Excerto do texto:

== == ==

Coube ao trio formado por Gaspar Varela (guitarra portuguesa), Sebastião Varela (guitarra elétrica) e Rafael Matos (bateria) — apoiados por uma dupla, Zé Cruz (trompete, teclados) e Tiago Martins (baixo) — dar o tiro de partida na 23.ª edição do Festival Músicas do Mundo (FMM), com um concerto, de acesso gratuito, no Largo Marquês de Pombal, em Porto Covo, no concelho de Sines (distrito de Setúbal), às 21h30.
As expectativas do grupo são “altas”, sobretudo de Sebastião, que já passou pelo festival “umas duas ou três vezes” e sabe que é frequentado por “malta muito fixe”.
A recordação de “um concerto incrível do Scúru Fitchádu” desperta memórias no irmão mais novo, Gaspar: “Eu não vim e a culpa é do meu irmão, que não me trouxe”.
Brincadeira à parte, não fogem a temas sérios, como a atuação da Polícia Municipal do Porto no centro comercial Stop, que, na terça-feira, selou uma centena de lojas “por falta de licenças de utilização”.
“É estranho ver governos e câmaras, autarquias, o que for, a porem de parte o que é a cultura de um país e, neste caso, de uma cidade. Um pilar incontornável da cultura do Porto. E quando falamos de cultura não estamos falar do fado e da sardinha assada, estamos a falar de quem protesta, de quem contesta”, atira Sebastião.
“Essa contracultura precisa de existir também. (…) O Stop é desses sítios que faz parte e é necessário. (…) É triste ver que é posto de parte com a facilidade com que é e com a falta de justificação”, critica.

== == ==

(Itens de dados)
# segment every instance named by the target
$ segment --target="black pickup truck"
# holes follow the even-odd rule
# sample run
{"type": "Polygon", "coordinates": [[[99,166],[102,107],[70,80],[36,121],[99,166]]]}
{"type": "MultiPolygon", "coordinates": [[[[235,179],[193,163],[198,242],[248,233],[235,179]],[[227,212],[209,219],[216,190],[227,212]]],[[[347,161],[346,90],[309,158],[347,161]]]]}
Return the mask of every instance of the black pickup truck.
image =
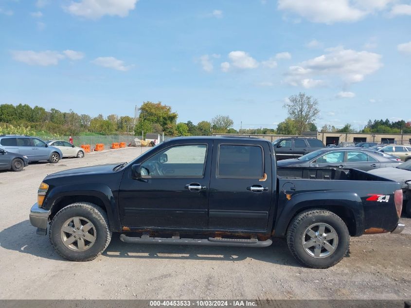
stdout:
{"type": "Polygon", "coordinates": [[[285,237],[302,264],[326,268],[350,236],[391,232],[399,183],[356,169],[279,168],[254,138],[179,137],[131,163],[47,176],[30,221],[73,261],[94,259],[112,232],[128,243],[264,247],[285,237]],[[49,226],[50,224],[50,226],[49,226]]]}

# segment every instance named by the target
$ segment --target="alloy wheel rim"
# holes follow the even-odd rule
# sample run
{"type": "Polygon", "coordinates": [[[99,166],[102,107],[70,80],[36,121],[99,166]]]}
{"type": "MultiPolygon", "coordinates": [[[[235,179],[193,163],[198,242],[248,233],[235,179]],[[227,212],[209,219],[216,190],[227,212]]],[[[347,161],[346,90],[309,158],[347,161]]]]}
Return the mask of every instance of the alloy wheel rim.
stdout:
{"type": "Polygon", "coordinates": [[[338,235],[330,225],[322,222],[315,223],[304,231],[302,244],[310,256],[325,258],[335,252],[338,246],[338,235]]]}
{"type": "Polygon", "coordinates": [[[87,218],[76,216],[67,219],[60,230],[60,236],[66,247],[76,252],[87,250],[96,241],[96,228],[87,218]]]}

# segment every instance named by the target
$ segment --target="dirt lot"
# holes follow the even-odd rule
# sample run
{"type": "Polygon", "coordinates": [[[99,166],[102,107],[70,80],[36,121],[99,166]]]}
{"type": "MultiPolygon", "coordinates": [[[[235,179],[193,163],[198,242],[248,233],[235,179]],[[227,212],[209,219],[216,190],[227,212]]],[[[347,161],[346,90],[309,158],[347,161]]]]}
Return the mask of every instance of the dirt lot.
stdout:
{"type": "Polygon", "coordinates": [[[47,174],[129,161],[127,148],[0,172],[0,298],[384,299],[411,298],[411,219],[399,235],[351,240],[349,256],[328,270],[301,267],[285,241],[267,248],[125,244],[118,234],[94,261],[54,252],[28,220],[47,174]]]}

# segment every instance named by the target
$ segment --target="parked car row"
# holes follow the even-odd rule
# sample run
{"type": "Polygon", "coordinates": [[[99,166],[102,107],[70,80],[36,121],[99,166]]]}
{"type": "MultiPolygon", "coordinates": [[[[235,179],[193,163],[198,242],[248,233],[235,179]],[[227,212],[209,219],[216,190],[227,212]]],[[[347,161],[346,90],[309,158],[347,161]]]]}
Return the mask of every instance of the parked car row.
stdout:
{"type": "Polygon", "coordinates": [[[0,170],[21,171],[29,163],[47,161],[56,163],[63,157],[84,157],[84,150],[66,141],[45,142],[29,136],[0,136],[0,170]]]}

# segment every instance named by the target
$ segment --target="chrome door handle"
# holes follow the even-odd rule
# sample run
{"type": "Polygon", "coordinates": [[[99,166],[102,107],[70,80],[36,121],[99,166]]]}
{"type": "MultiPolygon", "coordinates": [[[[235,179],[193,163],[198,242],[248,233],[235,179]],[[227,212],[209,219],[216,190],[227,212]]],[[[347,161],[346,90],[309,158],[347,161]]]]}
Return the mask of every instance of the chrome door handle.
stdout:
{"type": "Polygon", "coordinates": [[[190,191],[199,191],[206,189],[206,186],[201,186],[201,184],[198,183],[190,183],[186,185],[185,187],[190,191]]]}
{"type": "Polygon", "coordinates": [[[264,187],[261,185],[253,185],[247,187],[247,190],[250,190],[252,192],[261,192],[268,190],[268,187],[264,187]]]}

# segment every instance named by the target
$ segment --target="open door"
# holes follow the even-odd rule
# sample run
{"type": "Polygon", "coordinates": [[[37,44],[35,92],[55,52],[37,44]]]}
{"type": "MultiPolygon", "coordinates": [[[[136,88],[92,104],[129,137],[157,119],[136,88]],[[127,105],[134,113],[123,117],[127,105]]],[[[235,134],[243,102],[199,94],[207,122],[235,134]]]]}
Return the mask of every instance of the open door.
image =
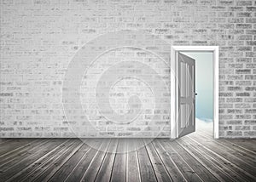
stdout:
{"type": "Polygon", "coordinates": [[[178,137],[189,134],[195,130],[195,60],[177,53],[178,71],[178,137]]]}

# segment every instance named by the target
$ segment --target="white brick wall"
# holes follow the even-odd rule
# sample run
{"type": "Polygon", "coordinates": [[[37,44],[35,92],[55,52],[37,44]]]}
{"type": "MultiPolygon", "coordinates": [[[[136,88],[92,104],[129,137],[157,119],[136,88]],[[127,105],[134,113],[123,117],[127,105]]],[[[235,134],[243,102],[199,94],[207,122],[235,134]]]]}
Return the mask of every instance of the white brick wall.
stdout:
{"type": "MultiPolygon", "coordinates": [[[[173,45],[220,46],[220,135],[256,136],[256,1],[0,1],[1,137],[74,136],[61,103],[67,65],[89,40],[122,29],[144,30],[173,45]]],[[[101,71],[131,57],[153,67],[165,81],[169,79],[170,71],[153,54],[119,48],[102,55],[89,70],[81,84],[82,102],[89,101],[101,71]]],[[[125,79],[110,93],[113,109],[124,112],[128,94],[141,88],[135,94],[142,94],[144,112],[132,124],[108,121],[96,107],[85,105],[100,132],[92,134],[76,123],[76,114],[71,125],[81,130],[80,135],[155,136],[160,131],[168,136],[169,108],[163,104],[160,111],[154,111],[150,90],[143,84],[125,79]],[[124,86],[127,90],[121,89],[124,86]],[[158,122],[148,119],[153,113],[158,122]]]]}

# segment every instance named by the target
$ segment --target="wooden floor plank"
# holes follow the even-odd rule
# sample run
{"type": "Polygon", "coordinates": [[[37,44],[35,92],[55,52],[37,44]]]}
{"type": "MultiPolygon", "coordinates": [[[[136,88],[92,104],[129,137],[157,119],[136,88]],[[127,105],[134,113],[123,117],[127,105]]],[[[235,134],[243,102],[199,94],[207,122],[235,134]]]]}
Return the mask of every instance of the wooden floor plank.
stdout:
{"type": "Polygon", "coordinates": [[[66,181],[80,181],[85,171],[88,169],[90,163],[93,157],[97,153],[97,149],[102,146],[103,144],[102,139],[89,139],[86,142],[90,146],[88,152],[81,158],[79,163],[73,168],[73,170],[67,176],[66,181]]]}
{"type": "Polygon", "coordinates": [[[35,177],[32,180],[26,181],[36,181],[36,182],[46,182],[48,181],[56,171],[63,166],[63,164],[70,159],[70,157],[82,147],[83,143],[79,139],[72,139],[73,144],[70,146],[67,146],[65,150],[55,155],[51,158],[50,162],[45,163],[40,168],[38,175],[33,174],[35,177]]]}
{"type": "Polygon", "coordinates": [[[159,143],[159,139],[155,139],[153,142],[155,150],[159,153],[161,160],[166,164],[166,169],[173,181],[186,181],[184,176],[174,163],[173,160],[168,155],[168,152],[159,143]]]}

== == ==

Requisito: Escreva a continuação do texto sobre o concerto de abertura do Festival Músicas do Mundo em Porto Covo, a partir da última frase apresentada.

Resultado abaixo:
Depois de propor locais alternativos para acolher os músicos, a Câmara do Porto admitiu o regresso dos despejados ao Stop, sob condição do cumprimento de medidas de segurança até ao final de licenciamento da obra no centro comercial.
A proposta da autarquia liderada por Rui Moreira foi recebida com cautela pelos músicos, que decidiram manter a manifestação agendada para segunda-feira, para “mostrar o quão importante o centro comercial é para a cultura local, nacional e internacional”.
Os Expresso Transatlântico recorrem à frase “Artists are here to disturb the peace”, de James Baldwin, e lembram que os artistas têm de estar unidos.
“Se há um descontentamento — e há, não vamos negar isso –, acho que o pessoal se devia unir todo e fazer força contra isso. Só assim é que se vão resolver as coisas, porque isto está a chegar a um ponto que é ridículo”, qualifica Gaspar.
“Sofremos todos indiretamente. Estamos a falar da nossa cultura, do que nós fazemos cá. É importante mostrar essa solidariedade. (…) Precisamos mesmo de estar todos, porque, se não estivermos todos, não vale a pena”, apela Sebastião, recusando a “lengalenga” dos artistas “coitadinhos”.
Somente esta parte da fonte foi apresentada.